## DOCUMENT TEXT

## Begin

In 1946, a young Polish man who had been kidnapped at
16 and forced to work in Germany throughout World War II wrote movingly about
his postwar experience in a camp for displaced persons. "Is there really
much difference between 'now' and 'before'?" he asked. "I was a
number. I am a number. I was called 'Polish Dog.' [Now] I am called 'Wretched
Pole.' Despised by the Master Race Germans—rejected by the Master Race English.
I hated the Germans before—I hate the English now."
For many, the end of the war meant the beginning of
a different kind of hell. In The Long Road Home, historian Ben Shephard tells the neglected story
of the refugee crisis the Allies faced when, at war's end, millions of
displaced persons—among them prisoners of war, slave laborers, and survivors of
concentration camps—had to be repatriated to their homelands or resettled
somewhere else. Much of the work was done by the United Nations Relief and
Rehabilitation Administration, which, despite poor management, numbing
bureaucracy, and rampant corruption, managed to work with the military and achieve
a measure of success.

## End

## SET TASKS
**1.** In the passage on postwar displaced persons, which organization did much of the work of repatriating and resettling them?
**2.** Reproduce the passage on postwar displaced persons from "In 1946, a young" up to and including "Master Race English.".
**3.** Write the next part of the passage on the postwar refugee crisis, starting after its last sentence.

A run of records
## Begin

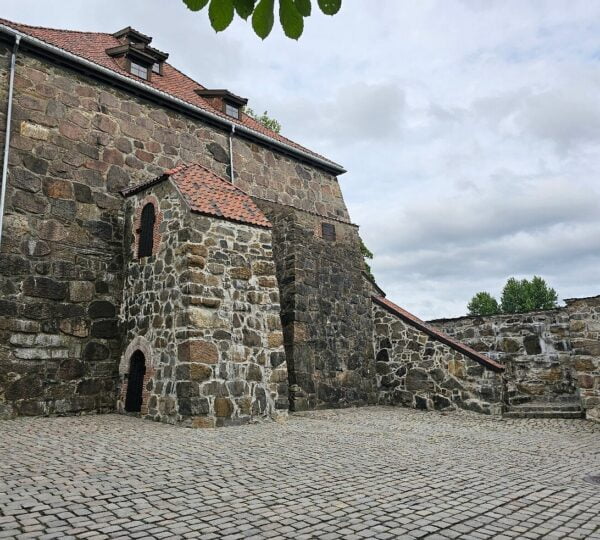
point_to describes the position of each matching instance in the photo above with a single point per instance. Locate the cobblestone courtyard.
(359, 473)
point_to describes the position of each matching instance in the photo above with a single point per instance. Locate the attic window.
(232, 110)
(328, 231)
(139, 70)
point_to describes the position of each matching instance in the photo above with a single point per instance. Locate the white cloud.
(470, 129)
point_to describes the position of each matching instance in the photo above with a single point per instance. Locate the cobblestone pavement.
(359, 473)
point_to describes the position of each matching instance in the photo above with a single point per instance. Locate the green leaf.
(195, 5)
(304, 7)
(220, 13)
(244, 8)
(263, 18)
(330, 7)
(291, 20)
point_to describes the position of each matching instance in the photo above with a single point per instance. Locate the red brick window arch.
(146, 227)
(146, 232)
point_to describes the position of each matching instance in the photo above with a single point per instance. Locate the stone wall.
(549, 355)
(76, 142)
(416, 370)
(326, 311)
(207, 306)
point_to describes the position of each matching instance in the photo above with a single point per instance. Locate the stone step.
(556, 413)
(537, 406)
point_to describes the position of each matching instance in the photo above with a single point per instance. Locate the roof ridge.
(35, 27)
(180, 90)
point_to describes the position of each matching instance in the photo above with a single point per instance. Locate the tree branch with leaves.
(262, 13)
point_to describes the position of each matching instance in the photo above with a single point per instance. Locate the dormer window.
(232, 110)
(138, 70)
(134, 53)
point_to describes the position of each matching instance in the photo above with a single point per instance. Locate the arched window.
(135, 382)
(146, 237)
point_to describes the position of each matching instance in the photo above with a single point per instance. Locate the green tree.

## End

## THE ANSWERS
**1.** The United Nations Relief and Rehabilitation Administration did much of the work.

**2.**
In 1946, a young Polish man who had been kidnapped at
16 and forced to work in Germany throughout World War II wrote movingly about
his postwar experience in a camp for displaced persons. "Is there really
much difference between 'now' and 'before'?" he asked. "I was a
number. I am a number. I was called 'Polish Dog.' [Now] I am called 'Wretched
Pole.' Despised by the Master Race Germans—rejected by the Master Race English.

**3.**
Shephard's primary focus is the million-plus people
with "diverse and complicated wartime histories" who spent years in
German Displaced Persons (DP) camps, refusing to return to their home
countries. The author is particularly adept at describing the brutal political
calculations of the period. Russian POWs who'd been forced to fight for Germany
didn't want to be handed back to their own government—"Stalin himself had
declared, 'We have no prisoners, only traitors'"—but early on the Allies
forcibly repatriated them in order to ensure that the Soviets would return the
50,000 British and American POWs that the Red Army had liberated from German
camps. Russia also demanded the repatriation of Estonians, Latvians,
Lithuanians, Poles, and Ukrainians who had not been Soviets before the war but
who now were, according to the redrawn borders. With the Cold War escalating,
the Allies began to "quietly ignore" Soviet demands that they
repatriate those who were, in the words of one general, "violently opposed
to returning to Russia."
While the concept of the Holocaust did not yet exist, it
was immediately clear that the Jews constituted a special case. Surviving Jews
refused repatriation to the countries whose populations had participated in
their extermination, demanding to be placed in their own camps. Most Jewish DPs
declared that they wanted to go to Palestine, and militant Zionists used the
remaining Jews of Europe as symbolic support for their cause, even going so far
as to try to prevent their resettlement elsewhere so as not to dilute pressure
to establish a Jewish state.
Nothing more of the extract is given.